*** Block opens ***
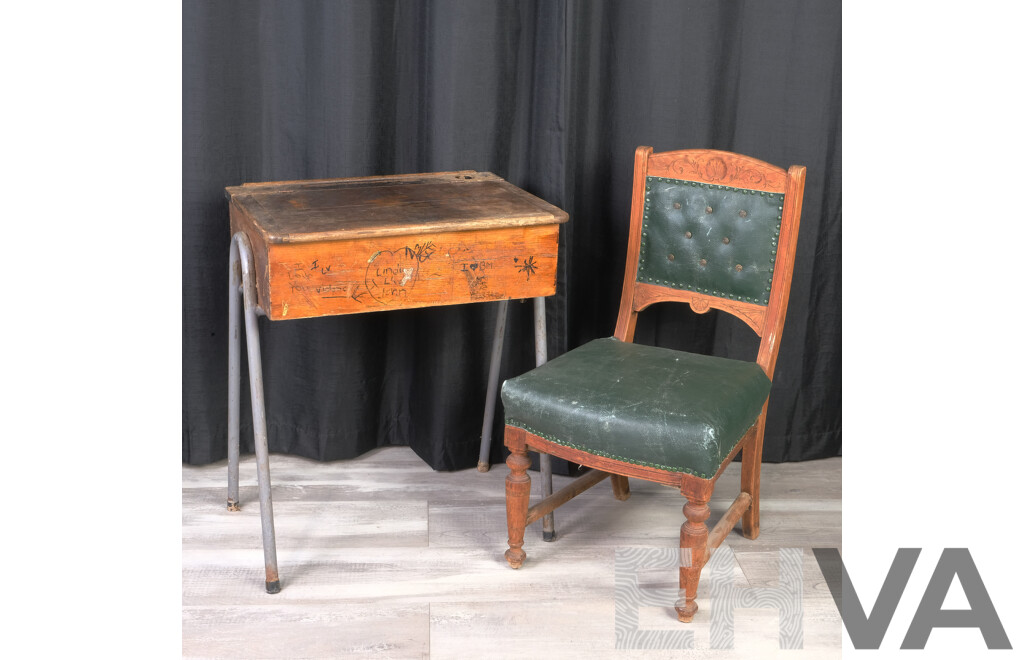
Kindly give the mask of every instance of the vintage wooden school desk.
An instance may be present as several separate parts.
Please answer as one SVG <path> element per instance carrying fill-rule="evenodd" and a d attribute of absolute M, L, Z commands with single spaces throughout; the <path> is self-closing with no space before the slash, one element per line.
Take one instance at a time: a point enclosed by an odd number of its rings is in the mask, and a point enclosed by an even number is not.
<path fill-rule="evenodd" d="M 544 296 L 555 292 L 568 215 L 489 172 L 247 183 L 231 213 L 228 509 L 237 511 L 239 293 L 244 300 L 266 588 L 280 591 L 257 315 L 285 321 L 497 301 L 478 468 L 486 471 L 508 301 L 533 298 L 537 364 L 547 359 Z M 551 464 L 541 457 L 544 495 Z M 544 521 L 544 538 L 554 522 Z"/>

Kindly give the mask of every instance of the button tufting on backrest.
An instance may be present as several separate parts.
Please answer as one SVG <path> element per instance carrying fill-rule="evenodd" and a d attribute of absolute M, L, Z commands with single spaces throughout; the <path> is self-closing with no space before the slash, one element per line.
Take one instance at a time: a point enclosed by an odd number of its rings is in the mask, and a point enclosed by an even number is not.
<path fill-rule="evenodd" d="M 637 279 L 768 304 L 784 195 L 648 177 Z M 647 259 L 649 250 L 668 258 Z"/>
*** Block closes ***
Using the listing above, list every line in which the string "Kindly" occurs.

Written reply.
Kindly give the mask of every instance of the vintage wooden school desk.
Kindly give the mask of every instance of the button tufting on backrest.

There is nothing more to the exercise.